[The task]
Only the lines that hold the word "open" are wanted from this listing.

Start of Block

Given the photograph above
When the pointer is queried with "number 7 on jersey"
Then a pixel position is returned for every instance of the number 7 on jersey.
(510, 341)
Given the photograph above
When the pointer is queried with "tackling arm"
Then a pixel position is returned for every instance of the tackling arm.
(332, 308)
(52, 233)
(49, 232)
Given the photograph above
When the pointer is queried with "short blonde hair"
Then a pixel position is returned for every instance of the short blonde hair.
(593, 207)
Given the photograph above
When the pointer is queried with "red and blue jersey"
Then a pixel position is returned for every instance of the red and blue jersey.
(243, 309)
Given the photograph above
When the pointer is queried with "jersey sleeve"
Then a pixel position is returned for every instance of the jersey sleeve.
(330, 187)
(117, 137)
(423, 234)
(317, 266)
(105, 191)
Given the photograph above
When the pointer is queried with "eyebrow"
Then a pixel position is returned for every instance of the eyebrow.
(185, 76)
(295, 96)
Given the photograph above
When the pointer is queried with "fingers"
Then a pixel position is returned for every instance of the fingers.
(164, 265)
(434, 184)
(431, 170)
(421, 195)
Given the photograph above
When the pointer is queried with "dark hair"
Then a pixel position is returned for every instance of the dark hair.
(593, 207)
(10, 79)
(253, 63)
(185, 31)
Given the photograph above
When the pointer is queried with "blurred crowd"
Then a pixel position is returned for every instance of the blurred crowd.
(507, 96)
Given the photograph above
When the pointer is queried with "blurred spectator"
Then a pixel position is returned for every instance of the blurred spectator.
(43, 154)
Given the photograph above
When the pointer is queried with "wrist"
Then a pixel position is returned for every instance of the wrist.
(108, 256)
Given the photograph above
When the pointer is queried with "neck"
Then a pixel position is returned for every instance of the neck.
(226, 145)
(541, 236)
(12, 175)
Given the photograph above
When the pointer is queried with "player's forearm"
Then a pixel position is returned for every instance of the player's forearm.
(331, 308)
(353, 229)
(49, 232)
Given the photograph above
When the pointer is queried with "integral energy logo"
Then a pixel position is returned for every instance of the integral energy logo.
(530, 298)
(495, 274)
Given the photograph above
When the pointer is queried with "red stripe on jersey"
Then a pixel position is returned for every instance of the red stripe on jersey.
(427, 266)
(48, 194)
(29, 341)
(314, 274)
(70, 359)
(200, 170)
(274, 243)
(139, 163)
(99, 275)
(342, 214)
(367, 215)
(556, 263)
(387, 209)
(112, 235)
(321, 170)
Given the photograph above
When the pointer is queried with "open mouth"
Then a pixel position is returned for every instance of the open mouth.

End of Block

[Solution to this task]
When the pointer is queried with "open mouth"
Then a pixel position is returned for every instance of the open mouth.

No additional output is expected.